Page extract »
>>

Berkeley Prison Reform Activist Broadside "Slave, who is it that shall free you?" Prison Organizing in the Wake of the Attica Uprising, 1972
Broadside
[Prison and Incarceration][Social activism] Prison reform organizing conference broadside. Attica and San Quentin prison organizing stand at the center of this January 1972 Berkeley conference broadside, which opens with a Brecht quote, “Slave, who is it that shall free you...all of us or none”, and declares that “no one in America today is more a slave than the inmates in American prisons.” The text ties prison struggle to “class and racial oppression,” names the murders at Attica and San Quentin, and frames the prison system as a site of beatings, drugs, “behavior modification,” and brain surgery schemes. The conference was held just a few months after the 1971 Attica uprising during which prisoners revolted against inhumane treatment and racial discrimination in a violent struggle that left 39 dead. The conference roster grounds the prison rights moment Bay Area Black liberation, featuring figures including Afeni Shakur, Fay Stender, and former Soledad Prison chief psychiatrist Frank Rundle.“Slave, Who Is It Shall Free You . . . All of Us or None.” The Struggle Inside. Prison Action Conference. Berkeley, 1972. Single-sheet broadside 8.5 x 11 inches, for a prison action conference scheduled for January 28-30 in Pauley Ballroom, UC Berkeley, printed on both sides. Recto features two halftone prison photographs, and a dense typed manifesto arguing that prisoner demands had moved “from traditional demands for food and shelter to demands for civil and religious rights, and finally to a general challenge to the prison system and the society which fosters it.” It announces the conference as “a forum for self education and exploration of potential action to assist the prison movement,” with key speakers Afeni Shakur, a defendant in the Panther 21 trial, Fay Stender, a Berkeley attorney with years of prison movement experience, and Frank Rundle, former chief psychiatrist at Soledad Prison. Verso gives the full three-day program: Friday evening remarks by Stender and Shakur; Saturday sessions on “Medical Repression in Prisons,” “Adult Authority and Indeterminate Sentencing,” “Economics of Prisons,” “Juvenile Reformatories and Detention,” and “Prisoners Demands”; and Sunday sessions on “Women in Prison,” “Defense of Political Prisoners,” “Military Prisons,” “Prison-Community Communications,” “Prisoners Organizations,” “County Jails and Pre-trial Detention,” plus a closing “Panel Discussion on Racism.”

<<

Image point grounding records »
>>

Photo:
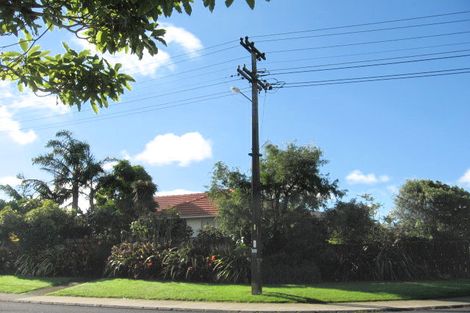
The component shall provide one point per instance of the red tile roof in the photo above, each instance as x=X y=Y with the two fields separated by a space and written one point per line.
x=189 y=205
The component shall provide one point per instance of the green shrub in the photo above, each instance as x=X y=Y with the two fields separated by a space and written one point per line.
x=166 y=229
x=281 y=268
x=7 y=259
x=72 y=258
x=184 y=263
x=233 y=267
x=134 y=260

<<

What this task involves » Write out the full description of the 1972 prison action conference broadside word for word. The records were taken from a different source than the text.

Solution below »
Berkeley Prison Reform Activist Broadside "Slave, who is it that shall free you?" Prison Organizing in the Wake of the Attica Uprising, 1972
Broadside
[Prison and Incarceration][Social activism] Prison reform organizing conference broadside. Attica and San Quentin prison organizing stand at the center of this January 1972 Berkeley conference broadside, which opens with a Brecht quote, “Slave, who is it that shall free you...all of us or none”, and declares that “no one in America today is more a slave than the inmates in American prisons.” The text ties prison struggle to “class and racial oppression,” names the murders at Attica and San Quentin, and frames the prison system as a site of beatings, drugs, “behavior modification,” and brain surgery schemes. The conference was held just a few months after the 1971 Attica uprising during which prisoners revolted against inhumane treatment and racial discrimination in a violent struggle that left 39 dead. The conference roster grounds the prison rights moment Bay Area Black liberation, featuring figures including Afeni Shakur, Fay Stender, and former Soledad Prison chief psychiatrist Frank Rundle.“Slave, Who Is It Shall Free You . . . All of Us or None.” The Struggle Inside. Prison Action Conference. Berkeley, 1972. Single-sheet broadside 8.5 x 11 inches, for a prison action conference scheduled for January 28-30 in Pauley Ballroom, UC Berkeley, printed on both sides. Recto features two halftone prison photographs, and a dense typed manifesto arguing that prisoner demands had moved “from traditional demands for food and shelter to demands for civil and religious rights, and finally to a general challenge to the prison system and the society which fosters it.” It announces the conference as “a forum for self education and exploration of potential action to assist the prison movement,” with key speakers Afeni Shakur, a defendant in the Panther 21 trial, Fay Stender, a Berkeley attorney with years of prison movement experience, and Frank Rundle, former chief psychiatrist at Soledad Prison. Verso gives the full three-day program: Friday evening remarks by Stender and Shakur; Saturday sessions on “Medical Repression in Prisons,” “Adult Authority and Indeterminate Sentencing,” “Economics of Prisons,” “Juvenile Reformatories and Detention,” and “Prisoners Demands”; and Sunday sessions on “Women in Prison,” “Defense of Political Prisoners,” “Military Prisons,” “Prison-Community Communications,” “Prisoners Organizations,” “County Jails and Pre-trial Detention,” plus a closing “Panel Discussion on Racism.”